*** DATA EXCERPTS ***

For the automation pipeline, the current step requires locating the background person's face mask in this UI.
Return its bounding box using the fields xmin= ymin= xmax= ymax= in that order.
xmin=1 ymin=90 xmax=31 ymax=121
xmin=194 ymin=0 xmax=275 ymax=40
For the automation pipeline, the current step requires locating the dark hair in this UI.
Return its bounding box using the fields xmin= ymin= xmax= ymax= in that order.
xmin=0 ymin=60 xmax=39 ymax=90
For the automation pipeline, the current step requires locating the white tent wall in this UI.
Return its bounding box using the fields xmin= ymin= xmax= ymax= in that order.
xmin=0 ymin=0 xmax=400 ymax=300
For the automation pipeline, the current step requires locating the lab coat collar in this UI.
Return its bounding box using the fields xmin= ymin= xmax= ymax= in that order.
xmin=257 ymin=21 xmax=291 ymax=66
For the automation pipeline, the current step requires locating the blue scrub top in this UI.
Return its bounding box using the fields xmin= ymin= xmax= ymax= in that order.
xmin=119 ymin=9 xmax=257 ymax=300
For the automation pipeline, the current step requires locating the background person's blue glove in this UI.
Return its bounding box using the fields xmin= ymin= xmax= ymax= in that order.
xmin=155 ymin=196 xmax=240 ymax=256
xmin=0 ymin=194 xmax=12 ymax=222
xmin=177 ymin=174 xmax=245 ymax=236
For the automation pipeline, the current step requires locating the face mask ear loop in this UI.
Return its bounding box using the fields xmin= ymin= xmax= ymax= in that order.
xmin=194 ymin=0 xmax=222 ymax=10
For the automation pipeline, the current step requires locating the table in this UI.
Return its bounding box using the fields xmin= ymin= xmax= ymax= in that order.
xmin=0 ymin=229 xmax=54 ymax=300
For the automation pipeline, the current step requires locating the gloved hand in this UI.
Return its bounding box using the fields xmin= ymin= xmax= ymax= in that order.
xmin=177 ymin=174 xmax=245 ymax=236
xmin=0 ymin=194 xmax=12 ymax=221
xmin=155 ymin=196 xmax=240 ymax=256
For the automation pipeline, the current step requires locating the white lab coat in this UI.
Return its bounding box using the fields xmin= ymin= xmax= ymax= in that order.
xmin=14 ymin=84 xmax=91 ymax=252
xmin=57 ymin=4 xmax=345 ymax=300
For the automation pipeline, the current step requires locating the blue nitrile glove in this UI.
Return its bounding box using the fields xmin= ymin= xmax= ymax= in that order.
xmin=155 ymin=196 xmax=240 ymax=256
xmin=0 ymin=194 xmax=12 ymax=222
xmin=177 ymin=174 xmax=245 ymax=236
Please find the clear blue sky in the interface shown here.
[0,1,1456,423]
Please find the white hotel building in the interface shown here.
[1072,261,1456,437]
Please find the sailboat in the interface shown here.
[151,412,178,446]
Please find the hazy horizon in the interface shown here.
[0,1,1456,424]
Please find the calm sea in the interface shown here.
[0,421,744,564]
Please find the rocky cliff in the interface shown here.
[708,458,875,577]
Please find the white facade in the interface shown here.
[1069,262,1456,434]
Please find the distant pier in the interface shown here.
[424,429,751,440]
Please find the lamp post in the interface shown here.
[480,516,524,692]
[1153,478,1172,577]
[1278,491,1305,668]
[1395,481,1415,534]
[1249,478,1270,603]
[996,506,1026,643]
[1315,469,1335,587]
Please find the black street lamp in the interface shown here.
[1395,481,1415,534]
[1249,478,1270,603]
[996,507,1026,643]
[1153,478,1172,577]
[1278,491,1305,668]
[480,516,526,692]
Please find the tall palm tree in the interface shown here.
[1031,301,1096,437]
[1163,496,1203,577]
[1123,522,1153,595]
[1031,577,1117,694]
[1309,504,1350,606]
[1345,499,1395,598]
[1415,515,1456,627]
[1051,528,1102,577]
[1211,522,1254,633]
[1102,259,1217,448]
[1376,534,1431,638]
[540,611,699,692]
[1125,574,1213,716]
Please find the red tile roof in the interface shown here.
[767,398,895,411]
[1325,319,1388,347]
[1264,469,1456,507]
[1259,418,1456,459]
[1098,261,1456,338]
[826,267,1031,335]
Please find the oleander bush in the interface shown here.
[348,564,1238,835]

***

EXERCISE AIM
Write out all of the data above again, word for word, with no changes.

TASK RESULT
For the automation pipeline, the current step requires locating the background person's face mask in this UI.
Return its bounding box using the fields xmin= ymin= xmax= ymax= in that order.
xmin=1 ymin=90 xmax=31 ymax=121
xmin=194 ymin=0 xmax=275 ymax=40
For the automation pipeline, the current step requires locating the dark hair in this UI.
Return its bounding box using the fields xmin= ymin= xmax= ymax= in that order.
xmin=0 ymin=60 xmax=39 ymax=90
For the automation pipeline, the current step requires locating the white tent wall in this UI.
Return its bounding box using the fields xmin= ymin= xmax= ymax= in that order.
xmin=0 ymin=0 xmax=400 ymax=300
For the automation pipeline, the current step requires locating the lab coat collar in this UI.
Return its bounding box using the fields xmin= ymin= xmax= ymax= in that order.
xmin=257 ymin=21 xmax=291 ymax=66
For the automation pipeline, the current step requires locating the blue scrub top in this UI.
Return its bounding box using the fields xmin= ymin= xmax= ymax= in that order.
xmin=119 ymin=9 xmax=257 ymax=300
For the automation pipeline, the current step requires locating the background person's blue glove in this UI.
Return its bounding box using the fields xmin= ymin= xmax= ymax= in that order.
xmin=155 ymin=196 xmax=240 ymax=256
xmin=0 ymin=194 xmax=12 ymax=222
xmin=177 ymin=174 xmax=245 ymax=236
For the automation pipeline, the current step requires locating the face mask ear loop in this UI.
Return its bounding box using the fields xmin= ymin= xmax= ymax= in that order.
xmin=194 ymin=0 xmax=222 ymax=10
For the automation pipeline, the current step requires locating the table in this UI.
Return its bounding box using the fields xmin= ymin= xmax= ymax= in that order.
xmin=0 ymin=229 xmax=54 ymax=300
For the automation pipeline, the current step requires locating the gloved hand in this UI.
Return its bounding box using the fields xmin= ymin= xmax= ymax= in that order.
xmin=177 ymin=174 xmax=245 ymax=236
xmin=0 ymin=194 xmax=12 ymax=221
xmin=155 ymin=196 xmax=240 ymax=256
For the automation pipeline, the current step requires locating the white lab coat in this UI.
Return its bounding box using the fields xmin= ymin= xmax= ymax= in that order.
xmin=14 ymin=84 xmax=91 ymax=252
xmin=57 ymin=4 xmax=345 ymax=300
For the automation pipeline, the current step requires locating the blue nitrile glove in this UI.
Return its bounding box using the fields xmin= ymin= xmax= ymax= in that order.
xmin=155 ymin=196 xmax=240 ymax=256
xmin=0 ymin=194 xmax=12 ymax=222
xmin=177 ymin=174 xmax=245 ymax=236
Please find the clear blue sky in the interface shown here.
[0,1,1456,423]
Please find the white hotel building in the interface shown here.
[1072,261,1456,437]
Please find the sailboat in the interface shown here.
[151,412,178,446]
Please find the hazy horizon in the interface shown here.
[0,1,1456,424]
Please find the calm sea in the interface shown here.
[0,421,744,564]
Please find the rocky cliff in the interface shown here.
[708,458,875,577]
Please find the white facade in the interface shown here.
[1069,262,1456,434]
Please find the distant pier in the interface shown here.
[424,429,751,440]
Please find the lamp post in the interface shown here.
[480,516,524,692]
[1153,478,1172,577]
[1278,491,1305,668]
[1395,481,1415,534]
[1249,478,1270,603]
[996,506,1026,643]
[1315,469,1335,587]
Please find the black street lamp in the interface shown here.
[1395,481,1415,534]
[1249,478,1270,603]
[996,507,1026,643]
[1153,478,1172,577]
[1278,491,1305,668]
[480,516,526,692]
Please find the tall palm tree in the interface shown here.
[1031,301,1096,437]
[1163,496,1203,577]
[1123,522,1153,595]
[1031,577,1117,694]
[1309,504,1350,606]
[1345,499,1395,598]
[1415,515,1456,627]
[1051,528,1102,577]
[1211,522,1254,633]
[1102,259,1217,448]
[1376,534,1431,638]
[540,611,699,692]
[1125,574,1213,716]
Please find the red tile roof in the interface shown here.
[767,398,895,411]
[1325,319,1388,347]
[1264,469,1456,507]
[1259,418,1456,459]
[1098,261,1456,338]
[826,267,1031,335]
Please find the oleander bush in the interface shown here.
[348,564,1238,835]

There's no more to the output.